Location identification items

===============

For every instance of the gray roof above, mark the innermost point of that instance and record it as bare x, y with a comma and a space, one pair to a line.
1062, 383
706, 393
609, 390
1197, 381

===============

### What you need to do
Scale the items above by rewriting every line, the wording included, with each x and y coordinate in the answers multiplied by 2.2 and rounded to the nearest whole number, halves rounding up.

### Result below
For every instance of the gray roof above, mark the innermost point of that instance and record it as bare x, y with a comma and a space, one pair to a line.
2336, 843
1553, 865
1340, 858
2633, 838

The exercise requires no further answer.